> _Saved entries_
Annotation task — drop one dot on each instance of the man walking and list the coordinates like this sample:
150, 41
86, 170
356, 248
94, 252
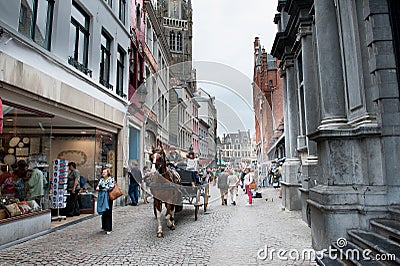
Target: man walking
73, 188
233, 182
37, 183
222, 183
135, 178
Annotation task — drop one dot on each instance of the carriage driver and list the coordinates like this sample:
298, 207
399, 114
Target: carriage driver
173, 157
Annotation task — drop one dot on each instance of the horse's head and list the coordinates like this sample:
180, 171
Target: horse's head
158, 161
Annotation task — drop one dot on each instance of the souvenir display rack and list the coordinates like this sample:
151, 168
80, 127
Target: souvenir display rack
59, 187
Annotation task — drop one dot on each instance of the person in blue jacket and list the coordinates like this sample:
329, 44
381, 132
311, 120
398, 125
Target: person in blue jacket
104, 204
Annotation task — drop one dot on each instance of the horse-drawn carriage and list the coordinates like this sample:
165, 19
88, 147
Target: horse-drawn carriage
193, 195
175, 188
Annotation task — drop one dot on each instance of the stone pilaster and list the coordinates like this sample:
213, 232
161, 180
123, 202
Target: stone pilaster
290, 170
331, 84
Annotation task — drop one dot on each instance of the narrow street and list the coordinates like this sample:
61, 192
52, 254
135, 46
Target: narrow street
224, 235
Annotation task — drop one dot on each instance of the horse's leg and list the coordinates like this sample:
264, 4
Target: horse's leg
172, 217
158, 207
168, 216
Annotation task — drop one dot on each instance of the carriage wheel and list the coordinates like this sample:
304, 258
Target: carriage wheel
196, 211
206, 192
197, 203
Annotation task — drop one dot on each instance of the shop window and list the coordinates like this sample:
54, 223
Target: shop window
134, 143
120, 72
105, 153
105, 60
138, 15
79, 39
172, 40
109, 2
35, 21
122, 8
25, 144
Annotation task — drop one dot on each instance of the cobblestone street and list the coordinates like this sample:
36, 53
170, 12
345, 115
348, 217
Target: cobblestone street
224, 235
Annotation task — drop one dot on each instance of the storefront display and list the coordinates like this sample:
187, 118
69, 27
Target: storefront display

> _ASSIGNMENT_
Give the records a second time exactly, keeping the images out.

> _EXERCISE OUTPUT_
Annotation task — drop one dot on each instance of the man walking and list the coordinates like this sample:
150, 41
86, 170
356, 248
94, 252
Target: man walking
73, 188
233, 182
37, 183
222, 183
135, 178
Annotation task — drop one dot on each instance of the carriage driver and list the coordinates like this sample:
298, 207
399, 114
Target: carriage driver
173, 157
Annotation task — drop one dot on each instance of the horse's head and list the coordinates like this sample:
180, 171
Target: horse's head
158, 161
Annotation task — drop one dot on each instance of the souvenir display rack and list the coordinates like this sample:
151, 168
80, 127
Target: souvenir display rack
59, 187
Annotation task — drop one dot on each instance of the person in blue jacket and list the coordinates like this sample:
329, 44
381, 132
311, 120
398, 125
Target: person in blue jacket
104, 204
Annotation task — drop one dot on each instance of the horse-drawn carriage and list the coordinates like this sample:
165, 19
88, 147
Target: horse-drawn carriage
193, 195
175, 188
Annotation task — drop one dot on each instance of the stone pilaster and list the coordinates like this sample:
213, 232
161, 180
123, 202
Target: stone pilaster
290, 170
331, 84
Annotation task — drop one dot on each instance of the narrow street and list the coordinates like this sample:
61, 192
52, 254
135, 46
Target: narrow street
224, 235
Annotation task — drop one dot on each instance of the horse's leg and list the coordinates like this sample:
264, 4
Target: horse's leg
172, 217
158, 207
168, 216
Annotation task — drop one dot on each instance of the carriage wheel and list the coordinates like this sample:
304, 258
Target: carriage wheel
196, 211
206, 192
197, 203
Annotation task — drop one dot on each instance of the shop window and list the coordinates like this sample:
54, 223
Target: shop window
134, 143
120, 72
105, 153
105, 60
138, 15
79, 39
172, 40
109, 2
35, 21
122, 8
25, 144
Annotation task — drop one dot on each instance of the cobblestone street and list the coordinates like this sample:
36, 53
170, 12
345, 115
348, 217
Target: cobblestone street
224, 235
Annotation task — drop one dot on each instance of the storefront display and list the coordinates like this sample:
187, 118
69, 27
Target: storefront display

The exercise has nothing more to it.